Brano |
• • • • • • •
È l'eterna questione che rende insonni
le notti di milioni di fans sparsi in tutto il mondo. I primi ad aver
patito il dramma della suddivisione in fazioni sono stati gli
appassionati dei Beatles, da decenni in eterno conflitto tra coloro
che considerano John Lennon il vero fautore del successo della band e
quelli che invece ritengono Paul McCartney il miglior autore del
gruppo. C'è stato poi lo scontro, anche legale, tra David Gilmour e
Roger Waters dei Pink Floyd, degenerato a tal punto da far gridare
allo scandalo quando il chitarrista riformò il gruppo senza il mai
troppo sopportato bassista, padre/padrone della psichedelica
formazione. Ma di esempi ne potremmo fare davvero tanti e, statene
certi, alla fine non si troverà mai una soluzione convincente. Il tema aimé affligge da qualche tempo
anche il mondo dei fans dei Queen che, all'indomani della morte di
Freddie e il successivo ritorno della band nelle sue varie forme, ha
a sua volta generato contrapposizioni, talvolta anche feroci, tra chi
non vede altro che Freddie Mercury, in alcuni casi assurto a vero e
proprio Dio onnipotente (!) e altri che più prosaicamente ricordano
che i Queen erano (e io, aggiungo, sono) una band composta da quattro
(ora due) musicisti, ciascuno con la propria importanza e una buona
dose di meriti senza i quali i Queen, semplicemente, non sarebbero
stati tali. Avrete già capito che io appartengo a quest'ultima
categoria, per quanto detesti l'idea che i fans possano avere al loro
interno fazioni, gerarchie, squadre e altro. Ma è inutile fingersi
sognatori, la realtà è ben diversa e anche una cosa in apparenza
semplice come la passione per un gruppo rock determina scontri e
dissapori. Poco male, ciò che conta è non travalicare mai la soglia
del fanatismo. Negli anni credo di aver dimostrato una certa dose di
equilibrio, dettata soprattutto dal rispetto per l'altrui pensiero.
Altri non possono certamente dire lo stesso, nemmeno quando la
gestione di siti, forum e pagine social dovrebbero indurli ad
assumere posizioni meno intransigenti e ottuse di quanto non
facciano.
Quella che segue dunque è solo la mia
opinioni, perfetta per me ma non necessariamente condivisibile da chi
è là fuori e legge il mio blog. Credo sia una buona (e doverosa)
• • • • • • •
Sezione dati |
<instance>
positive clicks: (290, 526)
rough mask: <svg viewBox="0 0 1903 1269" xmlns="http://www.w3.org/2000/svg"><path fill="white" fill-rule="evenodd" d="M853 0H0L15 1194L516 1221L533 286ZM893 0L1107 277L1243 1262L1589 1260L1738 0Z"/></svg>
• • • • • • •
Consegne |
A: Secondo il brano, quali due membri dei Beatles dividono i fan in fazioni opposte?
B: Per ciascuna affermazione, indica se concorda con il brano e cita le parole che lo dimostrano: (i) l'autore descrive i Queen come una band di quattro musicisti; (ii) l'autore apprezza che i fan siano divisi in fazioni; (iii) l'autore ritiene che alla fine si troverà una soluzione convincente.
L'elenco non serve per svolgere il lavoro.

Le tue risposte |
A: John Lennon e Paul McCartney.

B:
(i) Sì: "i Queen erano (e io, aggiungo, sono) una band composta da quattro (ora due) musicisti".
(ii) No: "per quanto detesti l'idea che i fans possano avere al loro interno fazioni".
(iii) No: "alla fine non si troverà mai una soluzione convincente".